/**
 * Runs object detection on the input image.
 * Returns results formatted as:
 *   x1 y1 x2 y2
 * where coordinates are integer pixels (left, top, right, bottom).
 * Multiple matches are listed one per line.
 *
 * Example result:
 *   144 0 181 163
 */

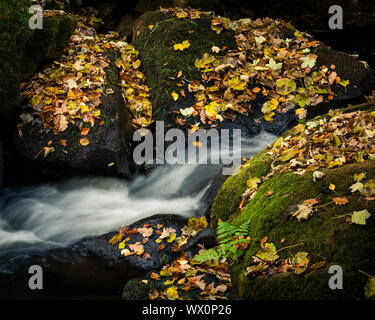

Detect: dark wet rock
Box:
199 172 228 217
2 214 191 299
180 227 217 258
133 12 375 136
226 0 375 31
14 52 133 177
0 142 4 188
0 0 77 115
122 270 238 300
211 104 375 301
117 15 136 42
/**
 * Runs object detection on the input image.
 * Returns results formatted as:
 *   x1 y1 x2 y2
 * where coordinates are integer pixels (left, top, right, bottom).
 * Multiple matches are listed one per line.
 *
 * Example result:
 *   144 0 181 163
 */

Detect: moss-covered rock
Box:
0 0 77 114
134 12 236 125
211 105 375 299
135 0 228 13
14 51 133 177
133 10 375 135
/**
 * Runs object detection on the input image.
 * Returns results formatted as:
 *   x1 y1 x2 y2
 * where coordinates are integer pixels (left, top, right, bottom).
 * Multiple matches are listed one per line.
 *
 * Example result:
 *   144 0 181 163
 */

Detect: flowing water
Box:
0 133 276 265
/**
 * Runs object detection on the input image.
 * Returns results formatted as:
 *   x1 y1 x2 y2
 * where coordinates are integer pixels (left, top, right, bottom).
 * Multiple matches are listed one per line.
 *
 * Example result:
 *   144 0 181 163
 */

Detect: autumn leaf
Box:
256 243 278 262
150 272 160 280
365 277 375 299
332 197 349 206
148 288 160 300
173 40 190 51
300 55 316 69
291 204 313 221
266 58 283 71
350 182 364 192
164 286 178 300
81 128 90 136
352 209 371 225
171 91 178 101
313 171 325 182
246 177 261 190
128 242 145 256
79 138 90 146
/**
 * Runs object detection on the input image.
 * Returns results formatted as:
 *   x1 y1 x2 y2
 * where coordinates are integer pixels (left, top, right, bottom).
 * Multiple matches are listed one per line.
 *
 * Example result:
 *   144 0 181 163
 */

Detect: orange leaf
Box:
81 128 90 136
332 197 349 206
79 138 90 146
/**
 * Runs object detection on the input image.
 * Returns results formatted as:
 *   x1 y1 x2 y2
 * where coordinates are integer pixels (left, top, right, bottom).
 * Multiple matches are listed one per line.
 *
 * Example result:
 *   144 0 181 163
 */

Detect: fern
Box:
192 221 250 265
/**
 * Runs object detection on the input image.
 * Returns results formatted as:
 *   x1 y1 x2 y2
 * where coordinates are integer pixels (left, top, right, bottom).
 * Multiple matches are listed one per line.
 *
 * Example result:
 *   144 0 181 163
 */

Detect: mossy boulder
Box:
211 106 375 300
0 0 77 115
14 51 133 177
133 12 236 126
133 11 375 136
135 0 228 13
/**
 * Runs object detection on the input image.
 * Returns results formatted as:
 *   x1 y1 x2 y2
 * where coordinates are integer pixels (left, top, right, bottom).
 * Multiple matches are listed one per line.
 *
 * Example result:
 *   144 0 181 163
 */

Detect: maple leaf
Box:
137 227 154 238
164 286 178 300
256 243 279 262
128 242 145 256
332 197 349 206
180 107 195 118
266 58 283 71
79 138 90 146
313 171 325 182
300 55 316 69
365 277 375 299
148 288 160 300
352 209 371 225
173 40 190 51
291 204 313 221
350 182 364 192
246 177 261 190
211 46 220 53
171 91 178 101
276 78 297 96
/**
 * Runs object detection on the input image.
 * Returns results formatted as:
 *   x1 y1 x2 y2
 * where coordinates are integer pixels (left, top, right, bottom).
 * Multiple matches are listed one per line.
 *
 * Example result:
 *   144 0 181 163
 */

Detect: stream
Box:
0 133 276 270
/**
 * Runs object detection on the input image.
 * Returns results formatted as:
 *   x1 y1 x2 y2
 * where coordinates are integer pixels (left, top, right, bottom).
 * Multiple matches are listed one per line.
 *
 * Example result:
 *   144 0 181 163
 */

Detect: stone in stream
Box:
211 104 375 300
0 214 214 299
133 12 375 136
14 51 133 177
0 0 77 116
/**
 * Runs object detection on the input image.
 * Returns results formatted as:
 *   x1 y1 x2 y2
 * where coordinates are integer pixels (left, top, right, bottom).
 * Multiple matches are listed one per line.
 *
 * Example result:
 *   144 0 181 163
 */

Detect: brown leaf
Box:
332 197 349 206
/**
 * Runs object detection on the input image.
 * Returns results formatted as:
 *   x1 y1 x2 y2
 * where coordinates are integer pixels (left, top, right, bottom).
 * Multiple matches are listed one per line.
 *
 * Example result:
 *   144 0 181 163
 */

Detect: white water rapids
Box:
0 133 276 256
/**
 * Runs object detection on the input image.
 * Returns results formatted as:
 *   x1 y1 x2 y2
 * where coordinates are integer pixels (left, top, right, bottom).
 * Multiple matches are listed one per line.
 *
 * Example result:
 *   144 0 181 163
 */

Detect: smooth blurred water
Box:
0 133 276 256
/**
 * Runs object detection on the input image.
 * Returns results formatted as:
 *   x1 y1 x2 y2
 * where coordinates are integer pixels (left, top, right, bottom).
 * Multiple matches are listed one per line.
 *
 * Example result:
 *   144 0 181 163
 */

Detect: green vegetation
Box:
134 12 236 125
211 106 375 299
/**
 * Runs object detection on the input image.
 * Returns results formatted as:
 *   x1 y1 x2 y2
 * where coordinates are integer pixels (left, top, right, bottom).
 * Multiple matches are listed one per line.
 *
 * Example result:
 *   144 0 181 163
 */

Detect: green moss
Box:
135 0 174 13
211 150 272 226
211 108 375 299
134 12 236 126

------

§ **Objective**
Retype all of the data above line for line, with no changes, and leave out the pictures.

§ **Output of the task**
/**
 * Runs object detection on the input image.
 * Returns results formatted as:
 *   x1 y1 x2 y2
 * where coordinates are integer pixels (left, top, right, bottom).
 * Multiple matches are listed one per line.
 *
 * Example result:
 *   144 0 181 163
 */


Detect: dark wet rock
Box:
199 172 228 217
2 214 191 299
180 227 217 258
133 12 375 136
226 0 375 31
14 52 133 177
0 142 4 188
0 0 77 115
122 270 238 300
211 104 375 301
117 15 136 42
/**
 * Runs object detection on the input image.
 * Returns results formatted as:
 *   x1 y1 x2 y2
 * where coordinates are integer pixels (left, top, right, bottom).
 * Multiple matches are listed one per line.
 *
 * Example result:
 *   144 0 181 163
 */

Detect: moss-covered rock
Box:
0 0 77 114
134 12 236 125
211 105 375 299
135 0 228 13
14 51 133 177
133 10 375 135
/**
 * Runs object detection on the input image.
 * Returns results formatted as:
 *   x1 y1 x2 y2
 * where coordinates are integer pixels (left, top, right, bottom).
 * Multiple matches are listed one per line.
 *
 * Example result:
 *   144 0 181 163
 */

Detect: flowing water
Box:
0 133 276 265
/**
 * Runs object detection on the input image.
 * Returns results formatted as:
 *   x1 y1 x2 y2
 * where coordinates are integer pixels (left, top, right, bottom).
 * Multiple matches are listed one per line.
 *
 * Example result:
 *   144 0 181 163
 */

Detect: autumn leaf
Box:
256 243 278 262
150 272 160 280
365 277 375 299
332 197 349 206
148 288 160 300
173 40 190 51
300 55 316 69
291 204 313 221
266 58 283 71
350 182 364 192
164 286 178 300
81 128 90 136
352 209 371 225
171 91 178 101
313 171 325 182
246 177 261 190
128 242 145 256
79 138 90 146
/**
 * Runs object detection on the input image.
 * Returns results formatted as:
 *   x1 y1 x2 y2
 * where coordinates are integer pixels (left, top, right, bottom).
 * Multiple matches are listed one per line.
 *
 * Example result:
 *   144 0 181 163
 */

Detect: orange leaf
Box:
81 128 90 136
332 197 349 206
79 138 90 146
/**
 * Runs object detection on the input image.
 * Returns results formatted as:
 *   x1 y1 x2 y2
 * where coordinates are integer pixels (left, top, right, bottom).
 * Multiple matches are listed one per line.
 *
 * Example result:
 *   144 0 181 163
 */

Detect: fern
Box:
192 221 250 265
/**
 * Runs object detection on the input image.
 * Returns results formatted as:
 *   x1 y1 x2 y2
 * where coordinates are integer pixels (left, top, right, bottom).
 * Multiple matches are listed one per line.
 *
 * Example result:
 *   144 0 181 163
 */

Detect: mossy boulder
Box:
211 106 375 300
0 0 77 115
14 51 133 177
133 12 236 126
133 11 375 136
135 0 228 13
/**
 * Runs object detection on the input image.
 * Returns results formatted as:
 *   x1 y1 x2 y2
 * where coordinates are integer pixels (left, top, right, bottom).
 * Multiple matches are listed one per line.
 *
 * Example result:
 *   144 0 181 163
 */

Detect: maple leaf
Box:
137 227 154 238
164 286 178 300
256 243 279 262
128 242 145 256
332 197 349 206
180 107 195 118
266 58 283 71
79 138 90 146
313 171 325 182
300 55 316 69
365 277 375 299
148 288 160 300
352 209 371 225
173 40 190 51
291 204 313 221
350 182 364 192
246 177 261 190
211 46 220 53
171 91 178 101
276 78 297 96
/**
 * Runs object detection on the input image.
 * Returns results formatted as:
 *   x1 y1 x2 y2
 * where coordinates are integer pixels (left, top, right, bottom).
 * Multiple matches are listed one per line.
 *
 * Example result:
 *   144 0 181 163
 */

Detect: stream
Box:
0 133 276 270
/**
 * Runs object detection on the input image.
 * Returns results formatted as:
 *   x1 y1 x2 y2
 * where coordinates are integer pixels (left, top, right, bottom).
 * Multiple matches are listed one per line.
 *
 * Example result:
 *   144 0 181 163
 */

Detect: stone in stream
Box:
211 104 375 300
0 214 214 299
133 12 375 136
14 51 133 177
0 0 77 116
/**
 * Runs object detection on the input image.
 * Returns results formatted as:
 *   x1 y1 x2 y2
 * where coordinates are integer pixels (left, top, right, bottom).
 * Multiple matches are listed one per line.
 *
 * Example result:
 *   144 0 181 163
 */

Detect: brown leaf
Box:
332 197 349 206
/**
 * Runs object detection on the input image.
 * Returns results formatted as:
 *   x1 y1 x2 y2
 * where coordinates are integer pixels (left, top, right, bottom).
 * Multiple matches are listed one per line.
 *
 * Example result:
 *   144 0 181 163
 */

Detect: white water rapids
Box:
0 133 276 256
/**
 * Runs object detection on the input image.
 * Returns results formatted as:
 *   x1 y1 x2 y2
 * where coordinates are integer pixels (left, top, right, bottom).
 * Multiple matches are listed one per line.
 *
 * Example result:
 *   144 0 181 163
 */

Detect: smooth blurred water
Box:
0 133 276 256
/**
 * Runs object detection on the input image.
 * Returns results formatted as:
 *   x1 y1 x2 y2
 * where coordinates are integer pixels (left, top, right, bottom).
 * Multiple matches are listed one per line.
 *
 * Example result:
 *   144 0 181 163
 */

Detect: green vegetation
Box:
134 12 236 125
211 106 375 299
/**
 * Runs object detection on the input image.
 * Returns results formatted as:
 *   x1 y1 x2 y2
 * where coordinates are integer pixels (left, top, right, bottom).
 * Multiple matches are listed one per line.
 *
 * Example result:
 *   144 0 181 163
 */

Detect: green moss
Box:
135 0 174 13
211 150 272 226
211 108 375 299
134 12 236 126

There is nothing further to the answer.